Objective :: Please lay out every line below as a Markdown table with two columns, Row and Line, numbering the rows and leaving out blank lines.

Available records ::
__________

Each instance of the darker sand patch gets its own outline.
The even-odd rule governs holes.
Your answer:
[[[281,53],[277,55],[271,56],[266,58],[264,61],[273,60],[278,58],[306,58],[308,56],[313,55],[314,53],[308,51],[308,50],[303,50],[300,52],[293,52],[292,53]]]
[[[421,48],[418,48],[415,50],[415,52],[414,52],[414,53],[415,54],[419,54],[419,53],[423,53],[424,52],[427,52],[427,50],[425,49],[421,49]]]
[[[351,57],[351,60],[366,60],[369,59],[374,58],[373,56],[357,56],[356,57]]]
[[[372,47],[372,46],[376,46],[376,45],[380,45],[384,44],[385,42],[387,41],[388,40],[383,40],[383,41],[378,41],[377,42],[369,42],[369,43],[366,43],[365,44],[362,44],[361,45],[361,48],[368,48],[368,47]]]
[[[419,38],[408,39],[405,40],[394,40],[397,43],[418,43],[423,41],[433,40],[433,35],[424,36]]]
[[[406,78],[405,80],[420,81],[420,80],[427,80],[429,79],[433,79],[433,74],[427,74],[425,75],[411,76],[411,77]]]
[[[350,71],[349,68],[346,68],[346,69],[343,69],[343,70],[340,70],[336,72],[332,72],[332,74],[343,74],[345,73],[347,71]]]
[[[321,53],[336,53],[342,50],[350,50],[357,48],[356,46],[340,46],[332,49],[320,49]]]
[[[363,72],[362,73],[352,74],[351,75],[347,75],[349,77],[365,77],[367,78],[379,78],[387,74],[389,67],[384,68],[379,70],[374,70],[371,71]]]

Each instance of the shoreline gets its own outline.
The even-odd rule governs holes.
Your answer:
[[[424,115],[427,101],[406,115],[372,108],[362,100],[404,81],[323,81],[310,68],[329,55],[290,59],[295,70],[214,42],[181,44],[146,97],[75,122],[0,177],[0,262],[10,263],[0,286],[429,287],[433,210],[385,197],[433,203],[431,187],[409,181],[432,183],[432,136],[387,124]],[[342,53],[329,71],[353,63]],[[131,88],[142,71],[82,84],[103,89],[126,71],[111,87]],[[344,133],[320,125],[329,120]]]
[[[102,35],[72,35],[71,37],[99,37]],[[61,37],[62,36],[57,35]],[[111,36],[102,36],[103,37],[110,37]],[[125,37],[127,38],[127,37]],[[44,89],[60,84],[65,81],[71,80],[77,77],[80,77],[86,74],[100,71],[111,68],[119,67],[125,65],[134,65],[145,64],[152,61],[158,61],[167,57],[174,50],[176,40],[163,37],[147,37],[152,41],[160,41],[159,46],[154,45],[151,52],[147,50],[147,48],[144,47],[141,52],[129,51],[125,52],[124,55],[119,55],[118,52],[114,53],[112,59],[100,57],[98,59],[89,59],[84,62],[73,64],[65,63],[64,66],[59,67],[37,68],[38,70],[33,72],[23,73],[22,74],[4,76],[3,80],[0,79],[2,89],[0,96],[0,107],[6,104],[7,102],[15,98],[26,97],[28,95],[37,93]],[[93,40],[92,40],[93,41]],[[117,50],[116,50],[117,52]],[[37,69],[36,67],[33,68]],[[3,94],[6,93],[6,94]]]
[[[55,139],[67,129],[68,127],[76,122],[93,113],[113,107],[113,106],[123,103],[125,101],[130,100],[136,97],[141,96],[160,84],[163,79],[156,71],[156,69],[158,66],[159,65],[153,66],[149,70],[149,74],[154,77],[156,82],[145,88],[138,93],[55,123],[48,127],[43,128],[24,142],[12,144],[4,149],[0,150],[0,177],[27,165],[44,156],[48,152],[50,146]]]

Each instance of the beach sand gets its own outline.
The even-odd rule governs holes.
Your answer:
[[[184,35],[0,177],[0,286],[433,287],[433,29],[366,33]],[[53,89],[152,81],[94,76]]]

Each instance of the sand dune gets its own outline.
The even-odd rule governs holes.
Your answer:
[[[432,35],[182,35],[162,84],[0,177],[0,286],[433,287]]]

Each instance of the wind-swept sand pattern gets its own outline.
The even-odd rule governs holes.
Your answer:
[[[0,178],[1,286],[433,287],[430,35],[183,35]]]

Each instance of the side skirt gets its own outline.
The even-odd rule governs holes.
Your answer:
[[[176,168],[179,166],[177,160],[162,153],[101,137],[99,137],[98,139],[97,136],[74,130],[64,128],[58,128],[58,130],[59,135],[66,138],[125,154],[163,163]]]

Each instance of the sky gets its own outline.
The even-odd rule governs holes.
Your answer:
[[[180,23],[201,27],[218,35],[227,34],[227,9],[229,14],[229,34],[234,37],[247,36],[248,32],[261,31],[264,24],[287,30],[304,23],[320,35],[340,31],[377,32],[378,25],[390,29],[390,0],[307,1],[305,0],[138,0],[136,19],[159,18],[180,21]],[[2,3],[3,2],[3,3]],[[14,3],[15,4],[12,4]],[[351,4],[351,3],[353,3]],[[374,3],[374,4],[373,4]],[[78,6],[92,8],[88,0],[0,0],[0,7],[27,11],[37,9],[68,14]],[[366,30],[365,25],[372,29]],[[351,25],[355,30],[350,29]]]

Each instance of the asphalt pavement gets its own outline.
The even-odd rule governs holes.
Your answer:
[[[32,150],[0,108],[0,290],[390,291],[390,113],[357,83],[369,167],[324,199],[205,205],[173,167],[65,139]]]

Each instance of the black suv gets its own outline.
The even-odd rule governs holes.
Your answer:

__________

Response below ::
| Row | Line |
|---|---|
| 1 | Each instance of the darker sand patch gets its own outline. |
| 2 | The even-odd rule governs holes. |
| 3 | Your answer: |
| 4 | [[[281,53],[277,55],[271,56],[266,58],[264,61],[273,60],[278,58],[306,58],[308,56],[313,55],[314,53],[308,51],[308,50],[303,50],[300,52],[293,52],[292,53]]] |
| 5 | [[[421,48],[418,48],[415,50],[415,52],[414,52],[414,53],[415,54],[419,54],[419,53],[423,53],[424,52],[427,52],[427,50],[425,49],[421,49]]] |
| 6 | [[[351,57],[351,60],[366,60],[369,59],[374,58],[373,56],[357,56],[356,57]]] |
| 7 | [[[372,47],[372,46],[376,46],[376,45],[380,45],[384,44],[385,42],[387,41],[388,40],[383,40],[383,41],[378,41],[377,42],[369,42],[369,43],[366,43],[365,44],[362,44],[361,45],[361,48],[368,48],[368,47]]] |
| 8 | [[[419,38],[408,39],[405,40],[394,40],[397,43],[418,43],[423,41],[433,40],[433,35],[424,36]]] |
| 9 | [[[406,78],[405,80],[420,81],[420,80],[427,80],[429,79],[433,79],[433,74],[427,74],[425,75],[411,76],[411,77]]] |
| 10 | [[[350,71],[349,68],[346,68],[346,69],[343,69],[343,70],[340,70],[336,72],[332,72],[332,74],[343,74],[345,73],[347,71]]] |
| 11 | [[[321,53],[336,53],[342,50],[350,50],[357,48],[356,46],[340,46],[332,49],[320,49]]] |
| 12 | [[[363,72],[362,73],[352,74],[351,75],[347,75],[349,77],[365,77],[367,78],[379,78],[387,74],[389,67],[384,68],[379,70],[374,70],[371,71]]] |
| 13 | Each instance of the shoreline gets its own outline. |
| 14 | The even-odd rule governs holes. |
| 15 | Your answer: |
| 16 | [[[424,115],[427,101],[406,115],[372,108],[362,100],[404,81],[323,81],[310,68],[329,55],[290,59],[295,70],[214,42],[181,44],[146,97],[75,122],[0,177],[0,262],[10,263],[0,286],[429,287],[433,210],[385,197],[433,203],[431,187],[409,181],[432,183],[432,136],[387,124]],[[342,53],[329,71],[353,63]],[[131,88],[142,71],[82,84],[103,89],[126,71],[111,87]],[[344,133],[320,125],[329,120]]] |
| 17 | [[[102,35],[72,35],[71,37],[99,37]],[[61,37],[62,36],[57,35]],[[111,36],[102,36],[103,37],[110,37]],[[125,37],[127,38],[127,37]],[[44,89],[60,84],[65,81],[71,80],[77,77],[80,77],[86,74],[100,71],[111,68],[119,67],[125,65],[134,65],[145,64],[152,61],[158,61],[167,57],[174,50],[176,40],[163,37],[147,37],[152,41],[160,41],[159,46],[154,45],[151,52],[147,50],[147,48],[144,47],[141,52],[129,51],[125,52],[124,55],[119,55],[118,52],[114,53],[112,59],[100,57],[98,59],[89,59],[84,62],[73,64],[65,63],[64,66],[59,67],[37,68],[38,70],[33,72],[23,73],[22,74],[4,76],[3,80],[0,79],[2,89],[0,96],[0,107],[6,104],[7,102],[15,98],[26,97],[28,95],[37,93]],[[93,40],[92,40],[93,41]],[[117,50],[116,50],[117,52]],[[37,69],[36,67],[33,68]],[[3,94],[6,93],[6,94]]] |
| 18 | [[[55,139],[67,129],[68,127],[76,122],[93,113],[113,107],[113,106],[123,103],[125,101],[130,100],[136,97],[141,96],[160,84],[163,79],[156,71],[156,69],[158,66],[159,65],[153,66],[149,70],[149,74],[154,77],[156,82],[145,88],[138,93],[55,123],[48,127],[43,128],[24,142],[12,144],[4,149],[0,150],[0,177],[27,165],[44,156],[48,152],[50,146]]] |
| 19 | Each instance of the beach sand gets its own outline. |
| 20 | The even-odd rule governs holes. |
| 21 | Your answer: |
| 22 | [[[184,35],[0,177],[0,286],[433,287],[433,29],[366,33]],[[53,89],[152,81],[94,76]]] |
| 23 | Each instance of the sand dune gets its own outline. |
| 24 | The even-odd rule governs holes. |
| 25 | Your answer: |
| 26 | [[[432,35],[182,35],[162,84],[0,177],[0,286],[433,287]]] |
| 27 | Each instance of the wind-swept sand pattern gets its own outline. |
| 28 | The even-odd rule governs holes. |
| 29 | Your answer: |
| 30 | [[[0,178],[1,286],[433,287],[430,35],[183,35]]] |
| 31 | Each instance of the side skirt gets its own outline. |
| 32 | The even-odd rule governs holes. |
| 33 | Your answer: |
| 34 | [[[176,168],[179,166],[177,160],[162,153],[101,137],[99,137],[98,139],[97,136],[74,130],[64,128],[58,128],[58,130],[59,135],[66,138],[125,154],[163,163]]] |
| 35 | Each instance of the sky gets its own outline. |
| 36 | The even-odd rule governs holes. |
| 37 | Your answer: |
| 38 | [[[180,23],[201,27],[218,35],[227,34],[227,9],[229,14],[229,34],[234,37],[247,36],[248,32],[261,31],[264,24],[287,30],[304,23],[320,35],[340,31],[377,32],[378,25],[390,29],[390,0],[307,1],[305,0],[138,0],[136,19],[159,18],[180,21]],[[2,3],[3,2],[3,3]],[[14,3],[15,4],[12,4]],[[351,4],[351,3],[353,3]],[[374,3],[374,4],[373,4]],[[78,6],[92,8],[88,0],[0,0],[0,7],[27,11],[37,9],[68,14]],[[366,30],[365,25],[372,29]],[[351,25],[355,30],[350,29]]] |
| 39 | Each instance of the asphalt pavement gets its own outline. |
| 40 | The even-odd rule governs holes. |
| 41 | Your answer: |
| 42 | [[[32,150],[0,108],[0,290],[390,291],[390,113],[357,83],[369,167],[324,199],[205,205],[173,167],[65,139]]] |
| 43 | Each instance of the black suv gets its own outline. |
| 44 | The even-odd rule governs holes. |
| 45 | Your answer: |